_Exercícios_.
**1.** Traduza para o inglês a frase do trecho fornecido abaixo: "Contudo, apenas uma apresentação não basta para um trabalho como o desenvolvido aqui."
**2.** Responda com base no trecho fornecido abaixo:
(a) Em que cidade os rapazes do Projeto B foram vistos durante a Virada Cultural Paulista?
(b) Em que dia da semana surgiu a nova oportunidade de vê-los?
(c) Que grupo a série Sem Palavras havia trazido em maio?
**3.** Indique se cada afirmação concorda com o trecho fornecido abaixo, respondendo sim ou não e citando as palavras do texto que o confirmam:
(a) A série Sem Palavras é uma iniciativa que passou pelo SESC São Carlos.
(b) O texto afirma que uma única apresentação basta para conhecer o trabalho do Projeto B.
(c) Yann Tiersen passava pelo país na época da Virada Cultural Paulista em Piracicaba.

_Trecho fornecido_.
Já havíamos visto os rapazes do Projeto B durante a Virada Cultural Paulista em Piracicaba, na mesma ocasião em que Yann Tiersen passava pelo país. Contudo, apenas uma apresentação não basta para um trabalho como o desenvolvido aqui. Então, eis que a oportunidade para vê-los novamente surgiu na quinta passada, numa das mais interessantes iniciativas que já passaram pelo SESC São Carlos: A série instrumental Sem Palavras, que em Maio já havia nos trazido o também célebre Quarteto Pererê.

_Entradas_.
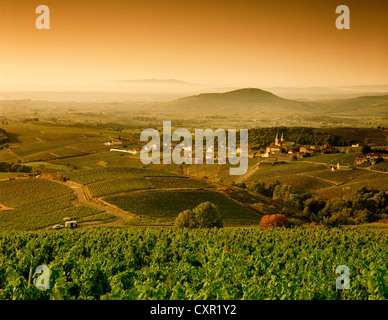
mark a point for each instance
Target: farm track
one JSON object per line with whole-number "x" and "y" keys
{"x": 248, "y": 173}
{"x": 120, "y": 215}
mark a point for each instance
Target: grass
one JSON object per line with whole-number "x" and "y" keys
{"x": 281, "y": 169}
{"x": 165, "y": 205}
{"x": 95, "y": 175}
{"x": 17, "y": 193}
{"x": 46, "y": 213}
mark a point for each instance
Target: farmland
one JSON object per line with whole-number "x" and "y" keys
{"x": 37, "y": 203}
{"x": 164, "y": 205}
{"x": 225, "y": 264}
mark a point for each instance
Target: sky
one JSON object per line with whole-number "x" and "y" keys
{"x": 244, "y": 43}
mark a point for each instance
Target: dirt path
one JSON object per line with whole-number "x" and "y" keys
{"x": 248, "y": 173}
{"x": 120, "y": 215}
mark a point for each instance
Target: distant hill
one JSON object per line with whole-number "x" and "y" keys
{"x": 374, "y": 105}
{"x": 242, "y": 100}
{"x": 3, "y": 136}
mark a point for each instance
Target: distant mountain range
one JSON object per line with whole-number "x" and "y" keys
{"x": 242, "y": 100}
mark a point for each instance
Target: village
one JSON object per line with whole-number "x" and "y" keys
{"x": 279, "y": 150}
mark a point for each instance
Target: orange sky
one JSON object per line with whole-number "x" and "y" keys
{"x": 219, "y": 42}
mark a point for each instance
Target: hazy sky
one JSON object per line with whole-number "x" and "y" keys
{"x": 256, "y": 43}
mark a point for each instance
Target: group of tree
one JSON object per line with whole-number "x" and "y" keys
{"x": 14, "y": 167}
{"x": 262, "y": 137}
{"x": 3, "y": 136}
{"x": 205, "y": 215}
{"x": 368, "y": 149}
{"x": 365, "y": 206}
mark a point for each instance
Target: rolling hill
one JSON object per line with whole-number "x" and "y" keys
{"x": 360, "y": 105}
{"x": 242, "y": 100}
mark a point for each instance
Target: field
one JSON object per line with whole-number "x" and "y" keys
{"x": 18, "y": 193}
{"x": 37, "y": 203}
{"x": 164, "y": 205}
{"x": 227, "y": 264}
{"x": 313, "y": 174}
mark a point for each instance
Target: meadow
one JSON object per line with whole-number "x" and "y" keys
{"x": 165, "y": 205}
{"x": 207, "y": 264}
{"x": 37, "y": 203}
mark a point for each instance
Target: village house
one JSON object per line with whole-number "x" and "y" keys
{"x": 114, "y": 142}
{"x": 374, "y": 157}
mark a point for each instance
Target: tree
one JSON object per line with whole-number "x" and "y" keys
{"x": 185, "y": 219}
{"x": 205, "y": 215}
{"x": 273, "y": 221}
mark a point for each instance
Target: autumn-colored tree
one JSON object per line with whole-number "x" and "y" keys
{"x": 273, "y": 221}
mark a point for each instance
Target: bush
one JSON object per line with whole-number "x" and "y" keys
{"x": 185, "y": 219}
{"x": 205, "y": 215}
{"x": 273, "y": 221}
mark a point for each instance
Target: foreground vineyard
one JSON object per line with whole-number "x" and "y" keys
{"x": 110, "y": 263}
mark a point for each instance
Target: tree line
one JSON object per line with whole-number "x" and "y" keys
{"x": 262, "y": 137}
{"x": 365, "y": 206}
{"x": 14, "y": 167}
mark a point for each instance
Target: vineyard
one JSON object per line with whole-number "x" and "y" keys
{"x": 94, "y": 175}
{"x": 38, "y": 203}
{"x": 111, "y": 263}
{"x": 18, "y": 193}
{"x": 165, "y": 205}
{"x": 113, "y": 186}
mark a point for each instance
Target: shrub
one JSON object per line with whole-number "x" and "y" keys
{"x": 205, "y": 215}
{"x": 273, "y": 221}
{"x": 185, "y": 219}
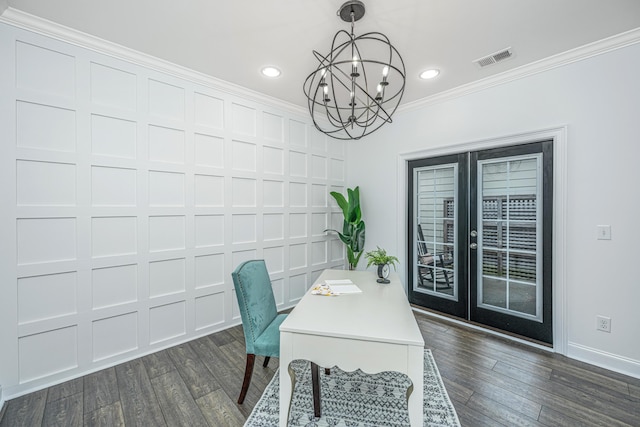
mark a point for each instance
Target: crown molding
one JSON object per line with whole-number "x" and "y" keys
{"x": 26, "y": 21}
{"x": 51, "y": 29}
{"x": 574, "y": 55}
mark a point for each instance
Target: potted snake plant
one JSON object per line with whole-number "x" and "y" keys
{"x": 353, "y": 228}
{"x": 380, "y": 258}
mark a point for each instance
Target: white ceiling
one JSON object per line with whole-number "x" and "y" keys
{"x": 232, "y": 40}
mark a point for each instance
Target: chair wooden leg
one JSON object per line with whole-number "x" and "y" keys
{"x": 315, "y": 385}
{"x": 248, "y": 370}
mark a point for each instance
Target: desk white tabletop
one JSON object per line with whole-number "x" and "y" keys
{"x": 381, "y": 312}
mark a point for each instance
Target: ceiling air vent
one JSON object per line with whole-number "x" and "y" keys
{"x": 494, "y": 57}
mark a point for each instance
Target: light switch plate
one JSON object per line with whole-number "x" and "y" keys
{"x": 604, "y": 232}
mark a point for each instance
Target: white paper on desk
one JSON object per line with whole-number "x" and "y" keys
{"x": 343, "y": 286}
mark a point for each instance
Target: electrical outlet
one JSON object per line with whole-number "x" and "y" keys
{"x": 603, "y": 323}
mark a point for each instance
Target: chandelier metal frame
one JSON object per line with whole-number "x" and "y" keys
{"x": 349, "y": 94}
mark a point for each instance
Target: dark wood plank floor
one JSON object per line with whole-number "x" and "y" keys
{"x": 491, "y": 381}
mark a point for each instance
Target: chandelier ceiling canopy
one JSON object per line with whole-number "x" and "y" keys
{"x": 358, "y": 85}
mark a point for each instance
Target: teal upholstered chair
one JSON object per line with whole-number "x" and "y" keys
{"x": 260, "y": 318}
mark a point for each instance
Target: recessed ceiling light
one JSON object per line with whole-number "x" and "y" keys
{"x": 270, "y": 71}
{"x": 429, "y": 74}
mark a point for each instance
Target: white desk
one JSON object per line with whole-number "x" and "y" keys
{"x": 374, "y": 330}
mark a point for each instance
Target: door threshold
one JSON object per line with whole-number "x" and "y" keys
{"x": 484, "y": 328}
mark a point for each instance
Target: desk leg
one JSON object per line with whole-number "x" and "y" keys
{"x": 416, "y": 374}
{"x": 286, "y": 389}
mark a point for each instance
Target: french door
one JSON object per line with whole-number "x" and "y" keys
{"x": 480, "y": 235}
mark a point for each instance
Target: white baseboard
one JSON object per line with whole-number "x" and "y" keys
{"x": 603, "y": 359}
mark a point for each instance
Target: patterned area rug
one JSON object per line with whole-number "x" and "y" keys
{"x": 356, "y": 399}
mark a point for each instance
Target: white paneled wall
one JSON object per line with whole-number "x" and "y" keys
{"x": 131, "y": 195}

--

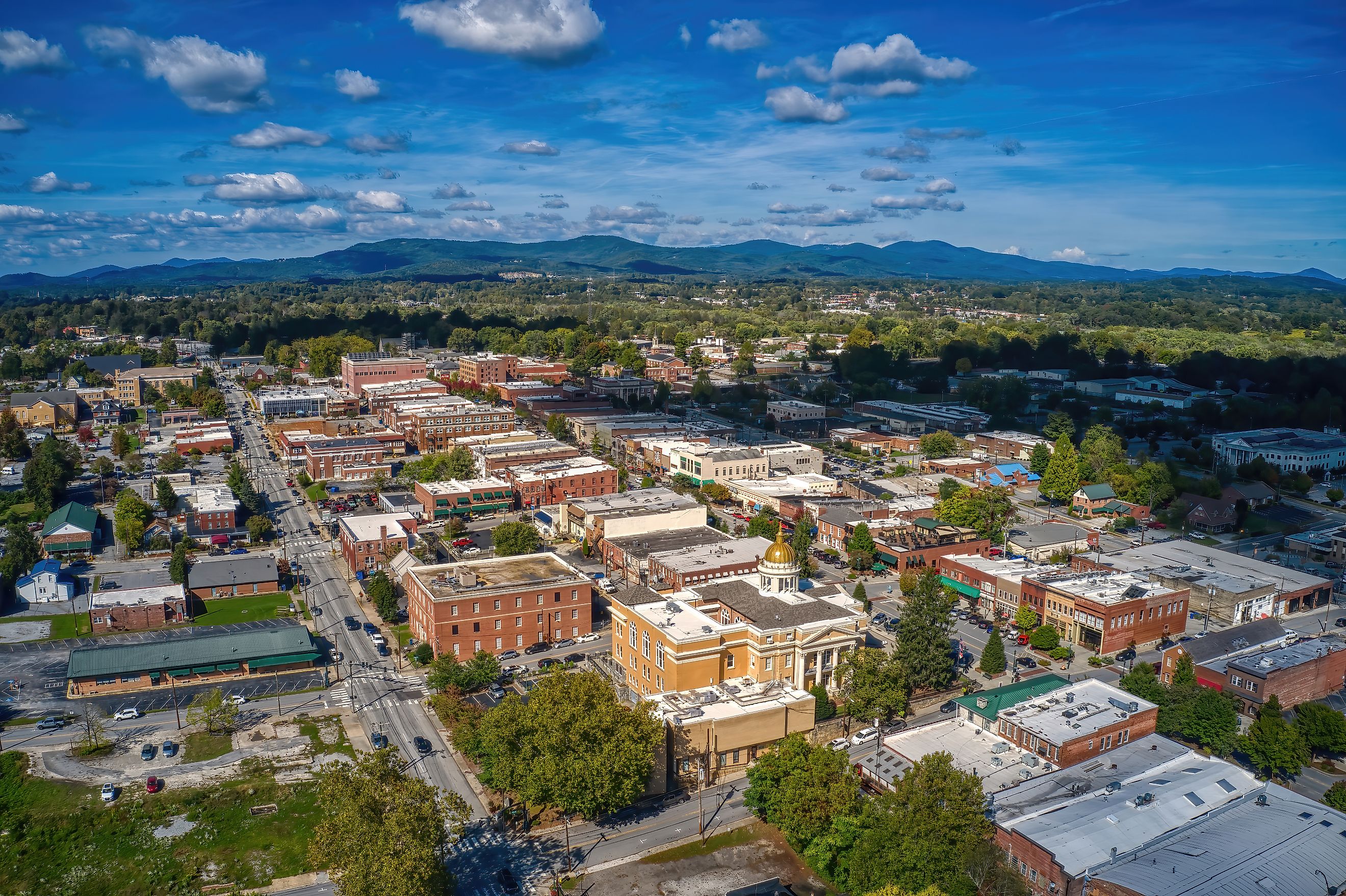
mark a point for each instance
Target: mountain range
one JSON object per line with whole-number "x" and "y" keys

==

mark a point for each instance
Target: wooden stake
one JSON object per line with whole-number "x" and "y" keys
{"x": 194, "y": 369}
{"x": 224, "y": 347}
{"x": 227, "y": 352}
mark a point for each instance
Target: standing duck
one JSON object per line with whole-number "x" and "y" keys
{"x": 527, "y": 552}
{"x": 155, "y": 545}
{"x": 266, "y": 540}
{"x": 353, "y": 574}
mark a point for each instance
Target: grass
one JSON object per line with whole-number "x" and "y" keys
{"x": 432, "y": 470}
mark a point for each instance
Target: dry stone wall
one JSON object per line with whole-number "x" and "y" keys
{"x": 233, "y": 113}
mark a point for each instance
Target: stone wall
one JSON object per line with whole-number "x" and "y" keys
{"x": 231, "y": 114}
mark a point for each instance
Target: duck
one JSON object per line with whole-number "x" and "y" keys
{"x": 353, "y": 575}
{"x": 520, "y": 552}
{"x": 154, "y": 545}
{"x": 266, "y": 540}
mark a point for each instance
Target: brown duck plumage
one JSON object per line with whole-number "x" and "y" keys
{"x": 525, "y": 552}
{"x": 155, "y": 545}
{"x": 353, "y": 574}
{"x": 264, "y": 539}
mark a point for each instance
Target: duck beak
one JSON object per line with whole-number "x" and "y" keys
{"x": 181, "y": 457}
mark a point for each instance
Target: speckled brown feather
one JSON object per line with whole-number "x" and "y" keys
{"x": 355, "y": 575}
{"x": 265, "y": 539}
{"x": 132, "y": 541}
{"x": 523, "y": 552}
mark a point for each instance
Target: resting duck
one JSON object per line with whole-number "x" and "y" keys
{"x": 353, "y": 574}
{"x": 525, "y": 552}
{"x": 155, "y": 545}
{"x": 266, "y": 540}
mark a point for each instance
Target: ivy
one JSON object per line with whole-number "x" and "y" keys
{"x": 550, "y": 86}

_Respostas por tarefa_.
**1.** However, a single performance is not enough for work like the one developed here.

**2.**
(a) Em Piracicaba.
(b) Na quinta-feira passada.
(c) O Quarteto Pererê.

**3.**
(a) Sim: "numa das mais interessantes iniciativas que já passaram pelo SESC São Carlos".
(b) Não: "apenas uma apresentação não basta para um trabalho como o desenvolvido aqui".
(c) Sim: "na mesma ocasião em que Yann Tiersen passava pelo país".